* **What you will do**
Whenever the word "plant" turns up in a line below, that line should be copied.

------------------------

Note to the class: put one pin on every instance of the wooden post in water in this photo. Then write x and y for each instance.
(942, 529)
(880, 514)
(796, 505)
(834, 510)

------------------------

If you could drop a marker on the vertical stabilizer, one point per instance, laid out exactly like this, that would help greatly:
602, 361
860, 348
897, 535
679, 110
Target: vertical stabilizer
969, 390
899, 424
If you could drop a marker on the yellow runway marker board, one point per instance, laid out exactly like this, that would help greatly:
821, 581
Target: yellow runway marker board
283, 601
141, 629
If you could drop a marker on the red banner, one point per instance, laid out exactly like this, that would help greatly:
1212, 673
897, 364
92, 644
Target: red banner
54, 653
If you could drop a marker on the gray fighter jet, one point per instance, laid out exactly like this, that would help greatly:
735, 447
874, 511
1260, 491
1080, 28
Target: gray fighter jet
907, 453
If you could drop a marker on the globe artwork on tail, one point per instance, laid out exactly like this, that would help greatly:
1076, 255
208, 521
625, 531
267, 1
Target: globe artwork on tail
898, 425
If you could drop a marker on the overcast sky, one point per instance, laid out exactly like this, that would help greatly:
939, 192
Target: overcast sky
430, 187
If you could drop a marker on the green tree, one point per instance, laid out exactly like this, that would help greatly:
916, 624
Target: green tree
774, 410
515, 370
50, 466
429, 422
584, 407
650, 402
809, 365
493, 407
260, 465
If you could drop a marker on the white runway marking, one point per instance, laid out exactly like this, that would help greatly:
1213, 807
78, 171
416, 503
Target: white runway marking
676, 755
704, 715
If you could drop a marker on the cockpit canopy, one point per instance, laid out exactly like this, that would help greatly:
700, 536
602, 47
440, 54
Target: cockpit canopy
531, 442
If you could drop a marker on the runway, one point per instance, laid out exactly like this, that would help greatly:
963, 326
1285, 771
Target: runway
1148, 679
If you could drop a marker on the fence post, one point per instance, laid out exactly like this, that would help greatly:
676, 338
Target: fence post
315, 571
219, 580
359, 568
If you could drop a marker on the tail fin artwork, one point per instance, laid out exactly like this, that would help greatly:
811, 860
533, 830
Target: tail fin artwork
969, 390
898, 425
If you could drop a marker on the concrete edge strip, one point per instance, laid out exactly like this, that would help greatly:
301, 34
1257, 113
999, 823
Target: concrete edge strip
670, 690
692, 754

------------------------

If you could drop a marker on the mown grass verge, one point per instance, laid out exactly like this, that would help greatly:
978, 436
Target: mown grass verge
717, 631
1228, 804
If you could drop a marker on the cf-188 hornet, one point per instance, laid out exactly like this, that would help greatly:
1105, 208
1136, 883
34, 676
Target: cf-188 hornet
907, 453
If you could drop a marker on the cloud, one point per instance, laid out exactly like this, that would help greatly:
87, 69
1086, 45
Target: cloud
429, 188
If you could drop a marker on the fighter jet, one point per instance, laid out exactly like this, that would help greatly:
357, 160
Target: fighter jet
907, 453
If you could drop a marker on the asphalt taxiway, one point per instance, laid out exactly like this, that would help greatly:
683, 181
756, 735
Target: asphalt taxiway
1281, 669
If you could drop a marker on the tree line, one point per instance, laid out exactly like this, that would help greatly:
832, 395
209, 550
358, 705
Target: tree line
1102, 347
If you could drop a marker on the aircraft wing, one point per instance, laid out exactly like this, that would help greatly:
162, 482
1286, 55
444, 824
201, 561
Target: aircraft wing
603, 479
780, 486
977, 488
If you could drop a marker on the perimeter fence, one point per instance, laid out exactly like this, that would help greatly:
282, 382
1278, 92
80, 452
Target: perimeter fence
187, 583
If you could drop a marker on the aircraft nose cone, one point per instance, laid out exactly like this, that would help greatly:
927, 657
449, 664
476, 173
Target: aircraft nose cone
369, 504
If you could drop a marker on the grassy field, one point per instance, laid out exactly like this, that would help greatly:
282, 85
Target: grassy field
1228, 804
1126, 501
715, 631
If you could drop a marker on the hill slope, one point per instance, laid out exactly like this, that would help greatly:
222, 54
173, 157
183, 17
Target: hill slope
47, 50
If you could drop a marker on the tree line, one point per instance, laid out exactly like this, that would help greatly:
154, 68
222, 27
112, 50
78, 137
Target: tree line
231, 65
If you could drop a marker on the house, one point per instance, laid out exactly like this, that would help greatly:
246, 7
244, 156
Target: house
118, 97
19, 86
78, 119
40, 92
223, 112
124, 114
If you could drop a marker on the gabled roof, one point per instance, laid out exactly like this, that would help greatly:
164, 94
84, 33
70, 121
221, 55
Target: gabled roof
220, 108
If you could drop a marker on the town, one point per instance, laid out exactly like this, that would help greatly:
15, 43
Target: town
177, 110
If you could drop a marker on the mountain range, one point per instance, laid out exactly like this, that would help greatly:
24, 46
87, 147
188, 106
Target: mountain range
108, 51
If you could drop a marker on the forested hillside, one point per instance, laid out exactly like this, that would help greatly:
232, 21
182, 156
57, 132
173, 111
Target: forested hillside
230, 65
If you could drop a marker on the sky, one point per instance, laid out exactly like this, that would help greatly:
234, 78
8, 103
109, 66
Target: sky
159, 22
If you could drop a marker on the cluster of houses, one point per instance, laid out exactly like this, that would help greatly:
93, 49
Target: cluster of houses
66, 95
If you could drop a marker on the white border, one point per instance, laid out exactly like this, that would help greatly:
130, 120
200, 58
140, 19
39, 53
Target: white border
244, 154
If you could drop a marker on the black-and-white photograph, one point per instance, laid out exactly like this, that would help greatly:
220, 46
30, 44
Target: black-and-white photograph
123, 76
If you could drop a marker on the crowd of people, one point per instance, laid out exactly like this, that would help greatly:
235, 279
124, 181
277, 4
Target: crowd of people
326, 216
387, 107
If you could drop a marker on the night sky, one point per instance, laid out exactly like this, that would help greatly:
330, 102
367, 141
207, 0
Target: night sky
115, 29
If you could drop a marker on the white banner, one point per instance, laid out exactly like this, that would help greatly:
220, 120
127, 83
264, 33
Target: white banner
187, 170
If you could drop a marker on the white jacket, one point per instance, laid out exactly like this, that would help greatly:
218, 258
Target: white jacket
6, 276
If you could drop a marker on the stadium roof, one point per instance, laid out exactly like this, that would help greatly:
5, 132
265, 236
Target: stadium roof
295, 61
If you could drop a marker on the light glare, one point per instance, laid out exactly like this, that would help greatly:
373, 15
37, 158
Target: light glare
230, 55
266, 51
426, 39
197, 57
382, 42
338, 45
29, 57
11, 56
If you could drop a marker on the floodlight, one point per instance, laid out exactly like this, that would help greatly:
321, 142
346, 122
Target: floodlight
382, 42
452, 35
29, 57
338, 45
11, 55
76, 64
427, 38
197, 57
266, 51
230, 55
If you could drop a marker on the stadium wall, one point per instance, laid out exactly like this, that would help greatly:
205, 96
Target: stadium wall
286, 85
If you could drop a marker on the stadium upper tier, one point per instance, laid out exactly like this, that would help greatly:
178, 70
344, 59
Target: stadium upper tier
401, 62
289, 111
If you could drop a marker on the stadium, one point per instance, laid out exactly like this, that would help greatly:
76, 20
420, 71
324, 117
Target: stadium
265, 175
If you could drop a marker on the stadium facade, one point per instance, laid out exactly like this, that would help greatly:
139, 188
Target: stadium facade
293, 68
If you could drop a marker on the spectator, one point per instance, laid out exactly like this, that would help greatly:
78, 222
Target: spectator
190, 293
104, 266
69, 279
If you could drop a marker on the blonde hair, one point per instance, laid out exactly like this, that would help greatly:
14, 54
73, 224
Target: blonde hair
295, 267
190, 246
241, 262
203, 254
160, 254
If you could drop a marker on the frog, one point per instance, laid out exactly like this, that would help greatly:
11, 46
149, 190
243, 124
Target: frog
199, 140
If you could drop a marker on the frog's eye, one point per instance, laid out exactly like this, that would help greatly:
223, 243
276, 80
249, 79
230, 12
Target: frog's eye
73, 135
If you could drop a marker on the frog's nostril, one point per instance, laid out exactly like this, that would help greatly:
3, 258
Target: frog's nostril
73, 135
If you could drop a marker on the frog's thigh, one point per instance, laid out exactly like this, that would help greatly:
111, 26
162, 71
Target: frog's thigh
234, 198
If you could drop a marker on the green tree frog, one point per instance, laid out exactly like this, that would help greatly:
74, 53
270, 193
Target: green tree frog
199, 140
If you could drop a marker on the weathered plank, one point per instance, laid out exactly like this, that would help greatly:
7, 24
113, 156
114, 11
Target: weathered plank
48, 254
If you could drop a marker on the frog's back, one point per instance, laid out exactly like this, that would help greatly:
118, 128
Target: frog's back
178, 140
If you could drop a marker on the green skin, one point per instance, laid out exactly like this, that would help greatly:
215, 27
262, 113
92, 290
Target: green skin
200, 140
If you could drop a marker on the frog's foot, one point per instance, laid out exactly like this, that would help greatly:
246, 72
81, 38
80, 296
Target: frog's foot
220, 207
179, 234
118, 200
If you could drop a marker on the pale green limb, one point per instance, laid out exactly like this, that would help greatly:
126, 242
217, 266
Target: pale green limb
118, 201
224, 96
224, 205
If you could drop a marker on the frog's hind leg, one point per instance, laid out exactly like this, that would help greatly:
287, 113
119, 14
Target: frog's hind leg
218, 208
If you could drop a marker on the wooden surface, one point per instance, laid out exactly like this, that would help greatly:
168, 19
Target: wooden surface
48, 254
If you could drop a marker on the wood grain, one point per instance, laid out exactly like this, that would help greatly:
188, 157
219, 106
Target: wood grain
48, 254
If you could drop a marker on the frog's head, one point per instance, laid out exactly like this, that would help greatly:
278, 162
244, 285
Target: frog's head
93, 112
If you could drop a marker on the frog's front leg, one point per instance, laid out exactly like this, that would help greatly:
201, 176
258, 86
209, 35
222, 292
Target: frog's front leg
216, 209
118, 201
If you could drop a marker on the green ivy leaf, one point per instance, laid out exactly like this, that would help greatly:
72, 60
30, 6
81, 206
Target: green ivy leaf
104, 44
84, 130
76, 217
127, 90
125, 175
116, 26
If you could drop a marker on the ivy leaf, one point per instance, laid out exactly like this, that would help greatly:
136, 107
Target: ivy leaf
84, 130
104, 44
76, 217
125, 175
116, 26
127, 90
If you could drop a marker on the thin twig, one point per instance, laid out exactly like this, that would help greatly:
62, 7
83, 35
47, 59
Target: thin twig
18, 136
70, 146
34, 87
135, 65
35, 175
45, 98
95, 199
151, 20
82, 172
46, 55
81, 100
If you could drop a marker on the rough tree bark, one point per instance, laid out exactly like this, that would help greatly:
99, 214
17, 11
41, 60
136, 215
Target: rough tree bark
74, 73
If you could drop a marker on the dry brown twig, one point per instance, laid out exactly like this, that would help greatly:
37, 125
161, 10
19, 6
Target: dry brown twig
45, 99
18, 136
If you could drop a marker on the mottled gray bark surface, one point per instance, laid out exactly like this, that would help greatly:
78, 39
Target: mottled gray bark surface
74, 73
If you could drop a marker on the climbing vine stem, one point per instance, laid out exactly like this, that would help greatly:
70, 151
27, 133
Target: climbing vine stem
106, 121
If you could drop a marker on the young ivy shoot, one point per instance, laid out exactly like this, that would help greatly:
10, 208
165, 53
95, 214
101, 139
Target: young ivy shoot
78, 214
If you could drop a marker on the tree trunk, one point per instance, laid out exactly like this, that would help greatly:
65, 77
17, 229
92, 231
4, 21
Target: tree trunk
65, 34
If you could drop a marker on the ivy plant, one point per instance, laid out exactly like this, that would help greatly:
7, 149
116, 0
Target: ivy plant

------------------------

* **The answer**
If you could drop a marker on the ivy plant, one point per instance, laid out exactly like this, that would help greatly:
Target: ivy plant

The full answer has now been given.